__Given instruction__.
Rewrite each line of the records below as a JSON list of strings, with one string per line and no blank lines. Leave the pictures out of the answer.

::: Information supplied :::

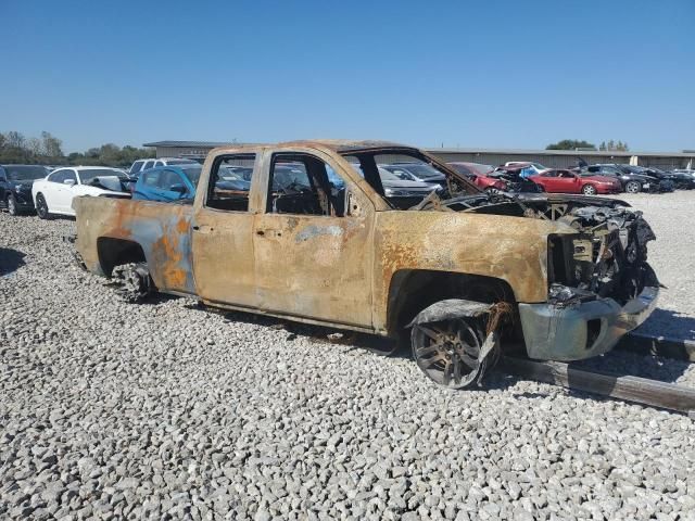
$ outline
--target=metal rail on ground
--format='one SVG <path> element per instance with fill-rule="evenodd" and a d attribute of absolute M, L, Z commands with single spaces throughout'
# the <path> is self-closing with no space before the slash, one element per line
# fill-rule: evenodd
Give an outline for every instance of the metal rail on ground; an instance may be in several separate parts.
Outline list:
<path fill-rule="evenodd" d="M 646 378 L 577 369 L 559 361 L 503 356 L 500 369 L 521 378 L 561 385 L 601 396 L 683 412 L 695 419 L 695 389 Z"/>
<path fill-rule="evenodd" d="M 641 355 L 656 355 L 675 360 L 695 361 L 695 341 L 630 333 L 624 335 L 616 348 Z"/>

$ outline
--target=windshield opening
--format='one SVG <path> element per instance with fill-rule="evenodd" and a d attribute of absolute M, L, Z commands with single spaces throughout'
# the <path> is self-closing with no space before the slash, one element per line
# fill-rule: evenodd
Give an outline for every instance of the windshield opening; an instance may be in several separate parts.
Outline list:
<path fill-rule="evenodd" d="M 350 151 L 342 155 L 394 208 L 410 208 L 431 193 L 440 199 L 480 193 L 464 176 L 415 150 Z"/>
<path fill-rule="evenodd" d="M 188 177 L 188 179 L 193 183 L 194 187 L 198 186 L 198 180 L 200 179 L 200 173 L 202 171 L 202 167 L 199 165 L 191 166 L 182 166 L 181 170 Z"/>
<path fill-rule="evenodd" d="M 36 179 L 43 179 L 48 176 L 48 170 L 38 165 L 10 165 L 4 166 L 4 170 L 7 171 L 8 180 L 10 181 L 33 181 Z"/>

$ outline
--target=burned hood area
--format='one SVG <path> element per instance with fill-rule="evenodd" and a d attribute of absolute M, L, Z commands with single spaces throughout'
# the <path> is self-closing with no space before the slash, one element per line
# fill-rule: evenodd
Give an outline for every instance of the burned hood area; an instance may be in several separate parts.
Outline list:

:::

__Solution to this task__.
[
  "$ outline",
  "--target=metal rail on ground",
  "--format='one SVG <path> element per instance with fill-rule=\"evenodd\" and a d attribute of absolute M, L, Z commands with single spaces throughout'",
  "# the <path> is self-closing with no space before the slash, one element per line",
  "# fill-rule: evenodd",
  "Give an outline for every instance of the metal rail on ground; an instance may be in several separate parts.",
  "Outline list:",
  "<path fill-rule=\"evenodd\" d=\"M 646 378 L 577 369 L 559 361 L 503 356 L 500 369 L 521 378 L 561 385 L 601 396 L 683 412 L 695 419 L 695 389 Z\"/>",
  "<path fill-rule=\"evenodd\" d=\"M 641 355 L 656 355 L 675 360 L 695 361 L 695 341 L 630 333 L 624 335 L 616 348 Z\"/>",
  "$ outline",
  "--target=windshield opening",
  "--format='one SVG <path> element per instance with fill-rule=\"evenodd\" and a d attribute of absolute M, L, Z commands with single spaces throughout'",
  "# the <path> is self-closing with no space before the slash, one element per line",
  "# fill-rule: evenodd",
  "Give an outline for every instance of the windshield opening; an instance may be in several separate parts.",
  "Outline list:",
  "<path fill-rule=\"evenodd\" d=\"M 350 151 L 342 155 L 394 208 L 410 208 L 431 193 L 440 199 L 480 193 L 464 176 L 415 150 Z\"/>",
  "<path fill-rule=\"evenodd\" d=\"M 188 177 L 188 179 L 193 183 L 194 187 L 198 186 L 198 180 L 200 179 L 200 173 L 202 171 L 202 167 L 199 165 L 191 166 L 182 166 L 181 170 Z\"/>",
  "<path fill-rule=\"evenodd\" d=\"M 36 179 L 43 179 L 48 176 L 48 170 L 38 165 L 10 165 L 4 166 L 4 170 L 7 171 L 8 180 L 10 181 L 33 181 Z\"/>",
  "$ outline",
  "--target=burned hood area",
  "--format='one SVG <path> element per instance with fill-rule=\"evenodd\" and a d attribute of absolute M, L, Z commands with single spaces throughout'",
  "# the <path> is self-closing with no space before the slash, one element per line",
  "# fill-rule: evenodd",
  "Give an outline for every instance of the burned hood area; an instance may be in several separate parts.",
  "Outline list:"
]